What you will do
Rewrite every line of the data below, requests included, scaling each coordinate in the answers by 0.9 and rounding to the nearest whole number, with halves rounded up. Leave the requests and their format samples unchanged.
+++ Extracted information
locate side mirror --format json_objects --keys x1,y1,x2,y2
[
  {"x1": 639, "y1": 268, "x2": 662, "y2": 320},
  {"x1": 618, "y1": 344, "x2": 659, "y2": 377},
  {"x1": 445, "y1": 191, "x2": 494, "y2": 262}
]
++++++
Answer to this exercise
locate side mirror --format json_objects --keys x1,y1,x2,y2
[
  {"x1": 575, "y1": 241, "x2": 596, "y2": 288},
  {"x1": 556, "y1": 310, "x2": 593, "y2": 339},
  {"x1": 401, "y1": 172, "x2": 445, "y2": 236}
]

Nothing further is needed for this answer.